- [STORED DATA]

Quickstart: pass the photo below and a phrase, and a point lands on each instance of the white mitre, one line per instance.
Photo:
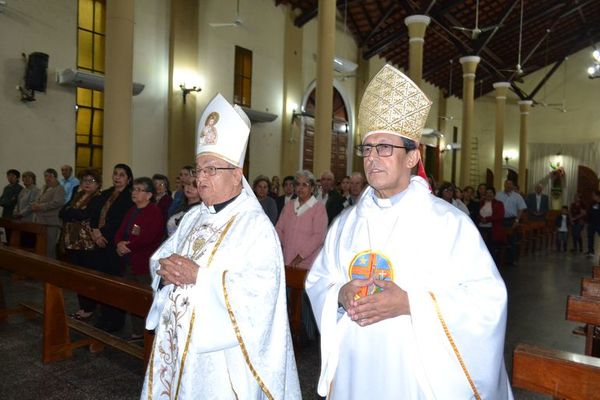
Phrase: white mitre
(223, 131)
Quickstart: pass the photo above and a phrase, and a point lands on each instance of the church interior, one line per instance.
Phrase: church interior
(515, 92)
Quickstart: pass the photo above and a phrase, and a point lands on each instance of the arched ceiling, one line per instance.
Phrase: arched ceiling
(552, 30)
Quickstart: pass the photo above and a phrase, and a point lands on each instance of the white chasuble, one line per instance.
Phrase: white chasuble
(451, 345)
(226, 336)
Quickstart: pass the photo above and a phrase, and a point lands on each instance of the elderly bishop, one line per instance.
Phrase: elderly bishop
(407, 298)
(219, 309)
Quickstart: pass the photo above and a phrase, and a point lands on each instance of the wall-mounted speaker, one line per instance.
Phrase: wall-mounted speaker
(36, 75)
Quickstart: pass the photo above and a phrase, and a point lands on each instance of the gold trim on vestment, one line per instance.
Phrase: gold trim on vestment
(184, 357)
(454, 347)
(151, 371)
(236, 328)
(189, 336)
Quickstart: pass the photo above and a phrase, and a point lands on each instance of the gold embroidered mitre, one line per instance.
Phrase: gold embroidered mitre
(392, 103)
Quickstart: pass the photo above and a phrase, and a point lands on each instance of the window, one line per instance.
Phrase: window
(242, 80)
(90, 103)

- [DIRECTION] Write out the listing above again in full, requests included, raising every coordinate in the answer points by 103. Leave the pictures out of your version.

- [SOLUTION BELOW]
Quickstart: pass the photo below and a phrase, and a point lands on each instance of the white mitre, one line per instance.
Photo:
Phrase: white mitre
(326, 234)
Quickstart: pass the photo above and a phrase, and a point lands on each instance of the church interior, one line per instance.
Phrase: church interior
(618, 195)
Quickstart: pass the photo above and a phrase, and a point lands on each instance of the arched ceiling, one line per instance.
Phrase: arched ceiling
(655, 133)
Quickstart: pass the photo above and a phrase, and a point lands on each instance of the white chasuble, one line per instance.
Phrase: white chasuble
(554, 448)
(329, 439)
Quickstart: pass the photo above and a phrase, and a point lands on each instance of the elderly bishop, one line per instance.
Phrase: elderly bishop
(510, 401)
(322, 412)
Quickstart: pass the photo above and a phrase, and a point lands on each instance of the wall-mounted speaker, one line per instance.
Phrase: wall-mounted speaker
(139, 178)
Quickstart: pass the photo above and a phrase, and a point lands on each instance of the gold trim on vestment, one line per instance.
Phrase: gold trim on vestment
(287, 460)
(557, 450)
(254, 474)
(339, 431)
(292, 439)
Quickstart: pass the photo above and a phrase, and a point lands on each instance of the gold embroidered mitre, one line per instance.
Phrase: gold embroidered mitre
(495, 206)
Quickstart: pass the photo above and a phrase, and a point lands on each instance of the window, one line per instance.
Phrase: window
(345, 183)
(193, 206)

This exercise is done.